(STATED PROBLEM A)
In the email thread about GCC and pcrel_lo expressions, which two optimizations are named as getting disabled?
(STATED PROBLEM B)
Pick up the email thread about GCC and pcrel_lo expressions after its last sentence and keep writing.

(DOCUMENT SECTION)
在 2021/2/25 上午5:40, Jim Wilson 写道:
On Wed, Feb 24, 2021 at 6:18 AM Jiaxun Yang <jiaxun.yang@xxxxxxxxxxx
<mailto:jiaxun.yang@xxxxxxxxxxx>> wrote:
I found it's very difficult for GCC to generate this kind of pcrel_lo
expression,
RTX label_ref can't be lower into such LOW_SUM expression.
Yes, it is difficult. You need to generate a label, and put the label
number in an unspec in the auipc pattern, and then create a label_ref to
put in the addi. The fact that we have an unspec and a label_ref means
a number of optimizations get disabled, like basic block duplication and
loop unrolling, because they can't make a copy of an instruction that
uses a label as data, as they have no way to know how to duplicate the
label itself. Or at least RISC-V needs to create one label. You
probably need to create two labels.

(Source data)
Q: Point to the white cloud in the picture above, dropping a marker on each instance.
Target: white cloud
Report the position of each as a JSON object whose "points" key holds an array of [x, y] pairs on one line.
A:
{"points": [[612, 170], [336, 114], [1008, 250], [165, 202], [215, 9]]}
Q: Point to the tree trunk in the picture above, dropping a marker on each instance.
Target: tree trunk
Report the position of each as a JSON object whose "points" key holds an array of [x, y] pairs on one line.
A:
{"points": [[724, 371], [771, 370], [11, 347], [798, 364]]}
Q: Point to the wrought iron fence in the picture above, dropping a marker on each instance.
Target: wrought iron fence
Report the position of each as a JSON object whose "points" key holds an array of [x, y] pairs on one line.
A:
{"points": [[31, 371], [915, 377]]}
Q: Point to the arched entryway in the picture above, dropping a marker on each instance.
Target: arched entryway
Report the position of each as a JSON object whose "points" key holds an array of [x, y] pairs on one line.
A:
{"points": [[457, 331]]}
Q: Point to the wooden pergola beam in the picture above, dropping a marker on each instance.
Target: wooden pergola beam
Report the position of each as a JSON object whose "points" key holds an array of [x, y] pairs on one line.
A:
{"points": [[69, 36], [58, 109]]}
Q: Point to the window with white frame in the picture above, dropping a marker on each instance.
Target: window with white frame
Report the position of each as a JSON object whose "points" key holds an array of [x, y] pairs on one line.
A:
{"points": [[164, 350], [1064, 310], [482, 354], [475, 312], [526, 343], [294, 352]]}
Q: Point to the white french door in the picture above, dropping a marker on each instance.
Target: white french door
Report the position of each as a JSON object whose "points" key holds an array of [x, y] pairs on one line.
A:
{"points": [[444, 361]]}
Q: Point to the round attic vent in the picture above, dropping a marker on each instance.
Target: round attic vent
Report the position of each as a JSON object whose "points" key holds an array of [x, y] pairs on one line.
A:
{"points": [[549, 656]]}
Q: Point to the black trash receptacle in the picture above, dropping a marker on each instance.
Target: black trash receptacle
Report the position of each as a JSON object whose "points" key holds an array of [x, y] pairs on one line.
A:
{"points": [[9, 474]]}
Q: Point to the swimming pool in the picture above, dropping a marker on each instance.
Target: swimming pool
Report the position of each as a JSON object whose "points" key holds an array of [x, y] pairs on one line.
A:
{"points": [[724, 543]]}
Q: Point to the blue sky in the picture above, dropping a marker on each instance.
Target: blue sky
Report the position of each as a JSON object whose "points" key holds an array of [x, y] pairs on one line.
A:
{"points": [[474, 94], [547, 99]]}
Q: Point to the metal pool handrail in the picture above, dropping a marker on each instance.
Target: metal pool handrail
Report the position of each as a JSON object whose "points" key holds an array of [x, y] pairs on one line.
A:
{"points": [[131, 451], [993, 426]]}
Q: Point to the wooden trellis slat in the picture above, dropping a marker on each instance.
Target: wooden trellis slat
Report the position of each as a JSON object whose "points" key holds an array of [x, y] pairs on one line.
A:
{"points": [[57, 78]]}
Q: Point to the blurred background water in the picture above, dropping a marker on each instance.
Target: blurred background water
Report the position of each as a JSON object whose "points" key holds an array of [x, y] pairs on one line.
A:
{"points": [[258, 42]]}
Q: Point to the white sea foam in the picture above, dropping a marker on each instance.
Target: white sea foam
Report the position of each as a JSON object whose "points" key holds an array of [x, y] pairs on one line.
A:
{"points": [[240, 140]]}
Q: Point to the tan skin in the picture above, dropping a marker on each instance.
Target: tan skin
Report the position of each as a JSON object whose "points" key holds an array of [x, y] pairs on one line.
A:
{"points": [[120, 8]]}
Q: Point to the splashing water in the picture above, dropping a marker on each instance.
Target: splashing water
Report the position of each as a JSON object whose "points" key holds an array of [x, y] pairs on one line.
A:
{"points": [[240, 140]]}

(EXERCISE ANSWER A)
Basic block duplication and loop unrolling.

(EXERCISE ANSWER B)
There is a far easier way to do this, which is to just emit an assembler
macro, and let the assembler generate the labels and relocs. This is
what the RISC-V GCC port does by default. This prevents some
optimizations like scheduling the two instructions, but enables some
other optimizations like loop unrolling. So it is a tossup. Sometimes
we get better code with the assembler macro, and sometimes we get better
code by emitting the auipc and addi separately.
The RISC-V gcc port can emit the auipc/addi with
-mexplicit-relocs -mcode-model=medany, but this is known to sometimes
fail. The problem is that if you have an 8-byte variable with 8-byte
alignment, and try to load it with 2 4-byte loads, gcc knows that
offset+4 must be safe from overflow because the data is 8-byte aligned.
However, when you use a pc-relative offset that is data address-code
address, the offset is only as aligned as the code is. RISC-V has
2-byte instruction alignment with the C extension. So if you have
offset+4 and offset is only 2-byte aligned, it is possible that offset+4
may overflow the add immediate field. The same thing can happen with
16-byte data that is 16-byte aligned, accessed with two 8-byte loads.
There is no easy software solution. We just emit a linker error in that
case as we can't do anything else. I think this would work better if
auipc cleared some low bits of the result, in which case the pc-relative
offset would have enough alignment to prevent overflow when adding small
offsets, but it is far too late to change how the RISC-V auipc works.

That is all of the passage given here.